--- START ---
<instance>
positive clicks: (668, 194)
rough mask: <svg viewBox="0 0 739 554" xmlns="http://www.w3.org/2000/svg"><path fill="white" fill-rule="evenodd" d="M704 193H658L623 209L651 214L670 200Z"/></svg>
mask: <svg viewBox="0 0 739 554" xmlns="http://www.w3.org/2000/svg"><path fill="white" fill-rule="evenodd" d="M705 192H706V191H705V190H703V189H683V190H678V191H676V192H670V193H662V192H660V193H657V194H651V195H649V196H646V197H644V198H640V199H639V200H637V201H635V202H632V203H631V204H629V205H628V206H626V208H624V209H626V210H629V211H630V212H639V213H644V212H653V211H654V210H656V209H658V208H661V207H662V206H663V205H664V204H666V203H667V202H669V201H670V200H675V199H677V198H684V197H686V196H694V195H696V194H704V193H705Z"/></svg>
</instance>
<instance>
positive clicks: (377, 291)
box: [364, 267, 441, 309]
--- END ---
**EXERCISE OBJECTIVE**
Out of the data above, return each line where the word "positive" can be found.

**REPLY**
positive clicks: (668, 194)
positive clicks: (377, 291)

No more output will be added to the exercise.